- **DIRECTIONS FOR THIS TASK**
Filtering the records below, copy only those lines that include the word "green".

--- SUPPLIED RECORDS Enclosed Below ---

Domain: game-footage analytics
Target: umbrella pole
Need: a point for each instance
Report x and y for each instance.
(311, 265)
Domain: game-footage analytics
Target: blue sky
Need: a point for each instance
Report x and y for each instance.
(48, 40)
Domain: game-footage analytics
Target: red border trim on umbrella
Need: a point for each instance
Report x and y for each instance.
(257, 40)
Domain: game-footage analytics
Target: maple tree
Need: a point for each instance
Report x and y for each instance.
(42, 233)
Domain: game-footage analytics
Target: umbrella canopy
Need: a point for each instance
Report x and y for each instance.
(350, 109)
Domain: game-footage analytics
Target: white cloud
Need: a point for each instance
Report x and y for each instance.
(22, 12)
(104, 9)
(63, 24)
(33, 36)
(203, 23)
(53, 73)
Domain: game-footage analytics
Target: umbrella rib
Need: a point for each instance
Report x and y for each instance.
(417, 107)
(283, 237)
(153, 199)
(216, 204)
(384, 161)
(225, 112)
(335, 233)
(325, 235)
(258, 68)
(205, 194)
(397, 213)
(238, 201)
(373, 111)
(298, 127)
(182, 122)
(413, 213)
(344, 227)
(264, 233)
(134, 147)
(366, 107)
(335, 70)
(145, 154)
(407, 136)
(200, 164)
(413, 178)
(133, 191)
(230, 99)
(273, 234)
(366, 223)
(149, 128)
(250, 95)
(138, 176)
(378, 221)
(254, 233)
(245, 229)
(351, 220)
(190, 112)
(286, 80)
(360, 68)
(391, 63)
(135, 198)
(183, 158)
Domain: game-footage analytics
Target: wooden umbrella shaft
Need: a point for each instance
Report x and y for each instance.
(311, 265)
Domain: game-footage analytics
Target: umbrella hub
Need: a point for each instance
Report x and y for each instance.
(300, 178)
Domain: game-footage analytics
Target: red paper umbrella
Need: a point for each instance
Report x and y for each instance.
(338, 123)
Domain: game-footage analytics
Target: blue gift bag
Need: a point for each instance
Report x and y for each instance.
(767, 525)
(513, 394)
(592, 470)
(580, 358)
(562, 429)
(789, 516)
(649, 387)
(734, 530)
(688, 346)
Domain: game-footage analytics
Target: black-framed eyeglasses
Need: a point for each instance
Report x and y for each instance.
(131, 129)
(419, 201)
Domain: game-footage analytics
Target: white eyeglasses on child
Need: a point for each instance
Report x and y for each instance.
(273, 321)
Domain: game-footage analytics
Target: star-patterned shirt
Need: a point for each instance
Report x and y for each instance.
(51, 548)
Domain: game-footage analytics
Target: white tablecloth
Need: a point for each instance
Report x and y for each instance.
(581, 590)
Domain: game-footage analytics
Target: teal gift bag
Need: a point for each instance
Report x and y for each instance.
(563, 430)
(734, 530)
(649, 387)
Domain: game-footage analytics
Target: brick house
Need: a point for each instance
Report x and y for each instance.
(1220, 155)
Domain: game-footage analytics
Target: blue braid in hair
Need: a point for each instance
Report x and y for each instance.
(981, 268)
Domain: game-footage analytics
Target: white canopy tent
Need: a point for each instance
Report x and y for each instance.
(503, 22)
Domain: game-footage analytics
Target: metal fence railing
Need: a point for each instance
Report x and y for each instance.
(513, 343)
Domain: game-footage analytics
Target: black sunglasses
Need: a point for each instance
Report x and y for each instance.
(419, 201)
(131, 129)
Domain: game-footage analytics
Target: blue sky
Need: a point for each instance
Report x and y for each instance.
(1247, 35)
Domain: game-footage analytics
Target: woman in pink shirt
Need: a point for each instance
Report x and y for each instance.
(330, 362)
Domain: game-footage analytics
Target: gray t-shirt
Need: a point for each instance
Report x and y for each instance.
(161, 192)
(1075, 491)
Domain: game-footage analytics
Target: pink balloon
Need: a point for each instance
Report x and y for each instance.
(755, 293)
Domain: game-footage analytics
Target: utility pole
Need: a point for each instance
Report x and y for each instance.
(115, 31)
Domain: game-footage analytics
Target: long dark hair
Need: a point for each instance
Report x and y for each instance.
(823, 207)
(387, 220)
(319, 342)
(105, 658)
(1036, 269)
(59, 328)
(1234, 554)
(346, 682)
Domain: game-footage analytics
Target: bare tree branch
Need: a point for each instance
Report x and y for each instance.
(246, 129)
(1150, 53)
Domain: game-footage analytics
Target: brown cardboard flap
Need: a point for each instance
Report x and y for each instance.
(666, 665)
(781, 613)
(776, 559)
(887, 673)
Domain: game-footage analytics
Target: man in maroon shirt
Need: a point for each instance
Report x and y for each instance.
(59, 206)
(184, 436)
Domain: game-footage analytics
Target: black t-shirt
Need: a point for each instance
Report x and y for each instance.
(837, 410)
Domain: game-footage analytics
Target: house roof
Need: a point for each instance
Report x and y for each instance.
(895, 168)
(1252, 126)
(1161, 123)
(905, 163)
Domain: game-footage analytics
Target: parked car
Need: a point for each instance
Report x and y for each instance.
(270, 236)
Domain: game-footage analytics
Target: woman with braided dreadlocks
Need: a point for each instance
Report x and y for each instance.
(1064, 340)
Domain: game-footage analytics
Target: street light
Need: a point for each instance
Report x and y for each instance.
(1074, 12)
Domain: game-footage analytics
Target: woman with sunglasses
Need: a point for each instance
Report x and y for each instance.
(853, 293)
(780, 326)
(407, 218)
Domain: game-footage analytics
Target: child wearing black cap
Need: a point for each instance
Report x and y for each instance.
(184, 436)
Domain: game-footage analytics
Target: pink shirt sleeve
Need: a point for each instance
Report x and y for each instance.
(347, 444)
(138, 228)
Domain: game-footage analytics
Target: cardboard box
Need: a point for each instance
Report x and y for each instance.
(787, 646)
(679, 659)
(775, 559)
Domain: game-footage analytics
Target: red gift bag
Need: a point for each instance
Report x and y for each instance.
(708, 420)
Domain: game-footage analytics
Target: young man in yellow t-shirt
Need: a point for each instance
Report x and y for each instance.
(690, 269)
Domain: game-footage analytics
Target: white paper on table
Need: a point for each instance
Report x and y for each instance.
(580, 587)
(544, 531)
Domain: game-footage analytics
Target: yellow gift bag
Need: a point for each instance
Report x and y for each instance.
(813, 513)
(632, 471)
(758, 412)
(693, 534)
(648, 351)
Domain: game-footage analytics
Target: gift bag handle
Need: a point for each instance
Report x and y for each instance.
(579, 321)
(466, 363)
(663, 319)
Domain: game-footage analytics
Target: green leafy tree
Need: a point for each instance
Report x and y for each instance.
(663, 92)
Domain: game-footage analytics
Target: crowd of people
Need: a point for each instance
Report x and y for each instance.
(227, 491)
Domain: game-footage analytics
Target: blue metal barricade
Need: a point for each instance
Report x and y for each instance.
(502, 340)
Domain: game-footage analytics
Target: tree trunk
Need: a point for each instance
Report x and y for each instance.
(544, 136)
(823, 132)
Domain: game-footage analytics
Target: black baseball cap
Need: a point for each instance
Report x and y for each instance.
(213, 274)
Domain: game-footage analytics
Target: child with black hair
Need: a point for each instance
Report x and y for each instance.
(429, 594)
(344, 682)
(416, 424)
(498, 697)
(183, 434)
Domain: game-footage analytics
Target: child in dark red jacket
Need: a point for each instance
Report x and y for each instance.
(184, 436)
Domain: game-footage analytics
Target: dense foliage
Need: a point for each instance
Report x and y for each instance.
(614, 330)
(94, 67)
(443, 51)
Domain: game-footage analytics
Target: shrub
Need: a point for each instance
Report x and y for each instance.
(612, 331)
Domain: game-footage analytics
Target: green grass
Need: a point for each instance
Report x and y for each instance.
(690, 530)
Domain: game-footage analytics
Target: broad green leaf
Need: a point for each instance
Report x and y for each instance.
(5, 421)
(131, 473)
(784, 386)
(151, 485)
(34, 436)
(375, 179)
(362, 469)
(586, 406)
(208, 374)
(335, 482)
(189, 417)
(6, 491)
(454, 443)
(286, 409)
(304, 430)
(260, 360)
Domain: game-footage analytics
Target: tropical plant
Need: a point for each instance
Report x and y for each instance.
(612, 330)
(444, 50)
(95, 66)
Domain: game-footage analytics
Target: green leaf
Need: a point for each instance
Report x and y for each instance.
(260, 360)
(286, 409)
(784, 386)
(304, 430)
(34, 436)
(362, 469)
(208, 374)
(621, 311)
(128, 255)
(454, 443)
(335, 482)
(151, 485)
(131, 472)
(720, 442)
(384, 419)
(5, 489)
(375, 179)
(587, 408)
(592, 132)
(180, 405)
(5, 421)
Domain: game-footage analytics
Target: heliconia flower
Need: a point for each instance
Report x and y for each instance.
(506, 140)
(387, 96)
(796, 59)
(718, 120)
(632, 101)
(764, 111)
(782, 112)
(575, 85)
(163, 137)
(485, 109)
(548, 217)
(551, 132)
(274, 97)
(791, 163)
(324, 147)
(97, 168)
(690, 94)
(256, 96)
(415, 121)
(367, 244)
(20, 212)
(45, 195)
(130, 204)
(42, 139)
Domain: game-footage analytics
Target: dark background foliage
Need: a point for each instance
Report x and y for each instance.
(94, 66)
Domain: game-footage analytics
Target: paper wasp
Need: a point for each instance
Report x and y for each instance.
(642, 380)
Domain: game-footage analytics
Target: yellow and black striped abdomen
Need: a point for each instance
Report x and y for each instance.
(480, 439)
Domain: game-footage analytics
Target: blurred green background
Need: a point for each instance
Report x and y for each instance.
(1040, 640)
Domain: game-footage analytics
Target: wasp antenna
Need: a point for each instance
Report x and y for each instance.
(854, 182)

--- End of Enclosed SUPPLIED RECORDS ---

- **EXPECTED ANSWER**
Target: green leafy tree
Target: green grass
Target: broad green leaf
Target: green leaf
Target: blurred green background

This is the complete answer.